Stated exercise:
Pick out every line of the data below that contains the word "dark".

Records shown:
######

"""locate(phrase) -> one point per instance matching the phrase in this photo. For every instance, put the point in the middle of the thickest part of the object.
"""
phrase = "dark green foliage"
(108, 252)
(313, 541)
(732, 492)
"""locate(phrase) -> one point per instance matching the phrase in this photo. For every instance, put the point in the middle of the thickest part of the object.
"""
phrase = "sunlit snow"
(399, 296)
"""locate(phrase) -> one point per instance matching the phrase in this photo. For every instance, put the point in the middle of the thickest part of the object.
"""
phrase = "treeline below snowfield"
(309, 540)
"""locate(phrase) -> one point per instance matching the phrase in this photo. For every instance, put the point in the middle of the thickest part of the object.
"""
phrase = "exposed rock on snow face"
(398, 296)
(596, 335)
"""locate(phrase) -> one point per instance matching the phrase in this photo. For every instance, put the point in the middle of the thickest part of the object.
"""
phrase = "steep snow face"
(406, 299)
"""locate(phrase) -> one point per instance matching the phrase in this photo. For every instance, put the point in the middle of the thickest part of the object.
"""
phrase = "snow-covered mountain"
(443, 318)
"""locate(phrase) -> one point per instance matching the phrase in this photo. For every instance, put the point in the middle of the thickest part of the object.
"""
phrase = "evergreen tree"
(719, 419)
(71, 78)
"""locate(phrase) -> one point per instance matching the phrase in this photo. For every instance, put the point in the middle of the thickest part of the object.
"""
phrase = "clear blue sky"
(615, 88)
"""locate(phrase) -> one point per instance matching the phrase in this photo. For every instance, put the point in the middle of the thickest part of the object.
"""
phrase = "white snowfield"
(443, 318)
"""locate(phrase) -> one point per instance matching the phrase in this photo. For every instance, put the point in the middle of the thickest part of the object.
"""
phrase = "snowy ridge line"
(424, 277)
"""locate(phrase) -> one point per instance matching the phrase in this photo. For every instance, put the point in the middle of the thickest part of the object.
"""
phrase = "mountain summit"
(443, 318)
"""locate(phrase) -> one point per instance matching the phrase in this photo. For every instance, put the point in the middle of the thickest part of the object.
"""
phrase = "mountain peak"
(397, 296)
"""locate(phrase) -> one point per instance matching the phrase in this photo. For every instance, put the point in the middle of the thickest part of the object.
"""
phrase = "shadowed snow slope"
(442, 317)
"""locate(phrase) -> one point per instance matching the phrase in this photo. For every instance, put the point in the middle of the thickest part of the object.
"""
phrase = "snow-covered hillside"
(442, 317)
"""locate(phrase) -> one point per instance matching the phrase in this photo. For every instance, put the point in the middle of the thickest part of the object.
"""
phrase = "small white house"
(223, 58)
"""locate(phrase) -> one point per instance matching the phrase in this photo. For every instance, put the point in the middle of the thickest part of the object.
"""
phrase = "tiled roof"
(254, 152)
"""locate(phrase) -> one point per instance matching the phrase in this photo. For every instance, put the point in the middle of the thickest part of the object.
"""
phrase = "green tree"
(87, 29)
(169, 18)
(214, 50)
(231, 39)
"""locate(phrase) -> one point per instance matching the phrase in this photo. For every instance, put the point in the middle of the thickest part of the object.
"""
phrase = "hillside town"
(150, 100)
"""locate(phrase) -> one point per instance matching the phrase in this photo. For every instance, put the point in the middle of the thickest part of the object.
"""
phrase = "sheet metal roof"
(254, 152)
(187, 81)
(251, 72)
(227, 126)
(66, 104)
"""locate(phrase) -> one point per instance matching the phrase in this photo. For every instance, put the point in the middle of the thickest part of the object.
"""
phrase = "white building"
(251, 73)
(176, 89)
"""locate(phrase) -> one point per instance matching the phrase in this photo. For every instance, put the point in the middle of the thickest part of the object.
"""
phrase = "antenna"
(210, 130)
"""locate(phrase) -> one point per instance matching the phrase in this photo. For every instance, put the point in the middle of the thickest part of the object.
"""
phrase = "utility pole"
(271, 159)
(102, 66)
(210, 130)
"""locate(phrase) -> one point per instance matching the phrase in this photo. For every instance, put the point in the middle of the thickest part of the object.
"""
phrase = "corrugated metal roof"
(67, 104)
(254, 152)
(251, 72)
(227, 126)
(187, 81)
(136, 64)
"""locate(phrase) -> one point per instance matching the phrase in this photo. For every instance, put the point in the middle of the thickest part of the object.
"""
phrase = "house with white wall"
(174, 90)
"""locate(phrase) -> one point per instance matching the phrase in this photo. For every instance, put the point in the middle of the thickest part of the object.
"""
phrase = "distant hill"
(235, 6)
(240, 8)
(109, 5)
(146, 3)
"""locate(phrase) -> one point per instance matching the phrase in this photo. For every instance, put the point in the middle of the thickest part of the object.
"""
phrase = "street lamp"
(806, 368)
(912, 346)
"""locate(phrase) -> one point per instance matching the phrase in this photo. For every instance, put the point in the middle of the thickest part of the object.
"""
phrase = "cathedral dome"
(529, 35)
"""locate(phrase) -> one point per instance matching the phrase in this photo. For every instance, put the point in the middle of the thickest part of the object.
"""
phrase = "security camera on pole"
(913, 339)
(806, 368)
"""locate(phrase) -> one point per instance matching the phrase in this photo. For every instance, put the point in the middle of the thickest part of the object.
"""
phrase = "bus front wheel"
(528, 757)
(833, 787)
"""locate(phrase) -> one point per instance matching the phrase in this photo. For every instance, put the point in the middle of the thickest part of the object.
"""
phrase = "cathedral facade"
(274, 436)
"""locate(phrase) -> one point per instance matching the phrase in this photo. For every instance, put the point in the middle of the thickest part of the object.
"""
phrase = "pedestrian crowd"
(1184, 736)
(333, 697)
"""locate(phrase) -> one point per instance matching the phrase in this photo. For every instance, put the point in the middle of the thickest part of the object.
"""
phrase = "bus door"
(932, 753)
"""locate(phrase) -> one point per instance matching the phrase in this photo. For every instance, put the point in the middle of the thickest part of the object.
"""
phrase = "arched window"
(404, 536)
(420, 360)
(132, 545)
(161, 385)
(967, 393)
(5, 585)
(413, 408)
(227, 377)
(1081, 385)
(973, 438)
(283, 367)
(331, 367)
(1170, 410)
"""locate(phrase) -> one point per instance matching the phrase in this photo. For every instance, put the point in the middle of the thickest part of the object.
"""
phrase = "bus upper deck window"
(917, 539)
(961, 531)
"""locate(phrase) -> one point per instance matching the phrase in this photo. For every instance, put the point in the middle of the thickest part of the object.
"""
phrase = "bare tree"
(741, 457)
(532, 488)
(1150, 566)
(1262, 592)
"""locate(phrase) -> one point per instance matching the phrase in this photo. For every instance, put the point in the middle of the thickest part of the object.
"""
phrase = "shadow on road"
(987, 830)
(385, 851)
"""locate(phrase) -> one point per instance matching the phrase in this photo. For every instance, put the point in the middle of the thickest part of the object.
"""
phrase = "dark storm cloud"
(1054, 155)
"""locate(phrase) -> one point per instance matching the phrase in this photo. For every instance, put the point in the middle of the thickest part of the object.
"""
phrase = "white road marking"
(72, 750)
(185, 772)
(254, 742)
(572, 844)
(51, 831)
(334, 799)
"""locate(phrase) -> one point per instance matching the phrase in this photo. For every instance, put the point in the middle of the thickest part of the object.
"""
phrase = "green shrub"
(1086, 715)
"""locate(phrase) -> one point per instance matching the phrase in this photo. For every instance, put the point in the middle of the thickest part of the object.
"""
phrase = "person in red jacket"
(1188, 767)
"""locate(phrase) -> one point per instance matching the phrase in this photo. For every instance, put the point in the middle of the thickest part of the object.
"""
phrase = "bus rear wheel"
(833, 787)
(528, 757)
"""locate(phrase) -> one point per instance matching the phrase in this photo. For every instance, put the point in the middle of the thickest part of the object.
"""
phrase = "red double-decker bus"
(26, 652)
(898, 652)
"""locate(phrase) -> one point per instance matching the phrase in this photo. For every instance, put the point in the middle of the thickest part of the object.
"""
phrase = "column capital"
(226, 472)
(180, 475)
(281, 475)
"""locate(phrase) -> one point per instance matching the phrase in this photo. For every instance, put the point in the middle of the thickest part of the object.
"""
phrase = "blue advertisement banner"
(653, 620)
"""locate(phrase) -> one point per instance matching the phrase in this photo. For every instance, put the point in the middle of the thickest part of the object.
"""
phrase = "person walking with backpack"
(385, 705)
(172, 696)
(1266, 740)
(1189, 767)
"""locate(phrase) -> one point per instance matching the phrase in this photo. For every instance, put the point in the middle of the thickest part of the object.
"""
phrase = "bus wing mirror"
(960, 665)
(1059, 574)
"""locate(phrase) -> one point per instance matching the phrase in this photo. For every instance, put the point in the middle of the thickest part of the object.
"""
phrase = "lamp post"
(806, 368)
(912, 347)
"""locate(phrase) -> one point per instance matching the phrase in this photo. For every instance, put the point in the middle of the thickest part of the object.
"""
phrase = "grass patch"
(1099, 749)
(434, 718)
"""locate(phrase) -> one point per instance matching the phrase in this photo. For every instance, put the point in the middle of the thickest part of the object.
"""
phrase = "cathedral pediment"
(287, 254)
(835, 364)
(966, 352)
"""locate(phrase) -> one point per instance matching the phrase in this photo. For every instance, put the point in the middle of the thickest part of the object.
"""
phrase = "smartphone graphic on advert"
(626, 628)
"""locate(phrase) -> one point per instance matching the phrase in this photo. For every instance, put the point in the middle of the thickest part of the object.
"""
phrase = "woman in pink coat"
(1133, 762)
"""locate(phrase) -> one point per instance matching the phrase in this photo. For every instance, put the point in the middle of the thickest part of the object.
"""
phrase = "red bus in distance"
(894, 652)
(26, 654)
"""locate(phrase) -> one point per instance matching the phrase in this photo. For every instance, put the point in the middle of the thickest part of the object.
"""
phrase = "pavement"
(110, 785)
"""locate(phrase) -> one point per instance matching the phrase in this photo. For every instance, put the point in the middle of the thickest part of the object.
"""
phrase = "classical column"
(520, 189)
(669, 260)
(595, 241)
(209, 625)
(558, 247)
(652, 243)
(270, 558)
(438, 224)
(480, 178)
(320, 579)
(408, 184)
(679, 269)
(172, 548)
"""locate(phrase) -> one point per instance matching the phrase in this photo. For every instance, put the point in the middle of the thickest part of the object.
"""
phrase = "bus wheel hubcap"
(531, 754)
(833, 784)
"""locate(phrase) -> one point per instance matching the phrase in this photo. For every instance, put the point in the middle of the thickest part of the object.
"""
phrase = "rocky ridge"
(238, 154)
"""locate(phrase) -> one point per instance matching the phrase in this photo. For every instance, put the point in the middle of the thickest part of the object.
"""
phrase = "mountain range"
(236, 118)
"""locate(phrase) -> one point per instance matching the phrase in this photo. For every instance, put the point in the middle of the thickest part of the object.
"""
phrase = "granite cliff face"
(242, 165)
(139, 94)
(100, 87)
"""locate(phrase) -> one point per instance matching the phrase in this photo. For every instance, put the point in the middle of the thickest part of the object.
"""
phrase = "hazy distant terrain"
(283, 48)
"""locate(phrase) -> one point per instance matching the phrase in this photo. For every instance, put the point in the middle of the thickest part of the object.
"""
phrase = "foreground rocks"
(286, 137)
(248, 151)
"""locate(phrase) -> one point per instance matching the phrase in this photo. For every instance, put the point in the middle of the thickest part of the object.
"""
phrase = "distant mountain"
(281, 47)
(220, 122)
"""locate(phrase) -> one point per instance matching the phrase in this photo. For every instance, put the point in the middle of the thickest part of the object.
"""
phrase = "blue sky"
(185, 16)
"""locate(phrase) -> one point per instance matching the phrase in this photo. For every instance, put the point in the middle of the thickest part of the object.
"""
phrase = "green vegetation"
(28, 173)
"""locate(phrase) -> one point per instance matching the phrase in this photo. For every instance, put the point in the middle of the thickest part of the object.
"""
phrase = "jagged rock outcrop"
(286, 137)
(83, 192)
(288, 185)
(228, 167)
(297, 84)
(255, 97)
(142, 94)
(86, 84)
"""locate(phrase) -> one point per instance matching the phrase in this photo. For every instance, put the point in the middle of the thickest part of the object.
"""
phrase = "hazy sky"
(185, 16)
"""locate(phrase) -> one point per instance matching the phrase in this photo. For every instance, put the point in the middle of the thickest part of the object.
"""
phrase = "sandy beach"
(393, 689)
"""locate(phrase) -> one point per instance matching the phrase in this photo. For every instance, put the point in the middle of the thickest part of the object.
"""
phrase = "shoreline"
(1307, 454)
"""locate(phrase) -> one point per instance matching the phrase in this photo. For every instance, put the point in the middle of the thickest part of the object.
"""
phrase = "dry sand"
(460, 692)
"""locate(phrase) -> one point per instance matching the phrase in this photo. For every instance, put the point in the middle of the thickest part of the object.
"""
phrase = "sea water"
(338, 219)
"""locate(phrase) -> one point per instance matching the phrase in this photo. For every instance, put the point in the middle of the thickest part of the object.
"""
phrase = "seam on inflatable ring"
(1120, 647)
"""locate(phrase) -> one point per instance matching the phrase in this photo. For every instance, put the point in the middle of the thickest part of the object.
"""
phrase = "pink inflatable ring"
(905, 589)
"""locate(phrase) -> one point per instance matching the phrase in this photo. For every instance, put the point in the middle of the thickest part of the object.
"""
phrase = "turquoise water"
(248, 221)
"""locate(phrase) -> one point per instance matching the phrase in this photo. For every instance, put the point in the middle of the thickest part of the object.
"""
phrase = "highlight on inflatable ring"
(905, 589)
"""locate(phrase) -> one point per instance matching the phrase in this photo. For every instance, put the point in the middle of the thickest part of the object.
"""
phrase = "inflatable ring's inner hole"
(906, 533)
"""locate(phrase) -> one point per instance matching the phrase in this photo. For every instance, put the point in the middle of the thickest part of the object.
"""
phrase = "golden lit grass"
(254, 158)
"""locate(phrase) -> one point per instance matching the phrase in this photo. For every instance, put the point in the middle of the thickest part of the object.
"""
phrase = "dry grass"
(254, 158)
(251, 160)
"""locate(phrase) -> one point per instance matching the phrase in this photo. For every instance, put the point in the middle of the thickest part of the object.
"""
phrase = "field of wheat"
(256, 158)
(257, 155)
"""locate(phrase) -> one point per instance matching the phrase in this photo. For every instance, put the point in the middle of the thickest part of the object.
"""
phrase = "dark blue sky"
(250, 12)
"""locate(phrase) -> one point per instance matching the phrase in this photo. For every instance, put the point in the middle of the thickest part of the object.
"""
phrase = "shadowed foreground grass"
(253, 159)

######

Response:
phrase = "dark green foliage"
phrase = "dark storm cloud"
phrase = "dark blue sky"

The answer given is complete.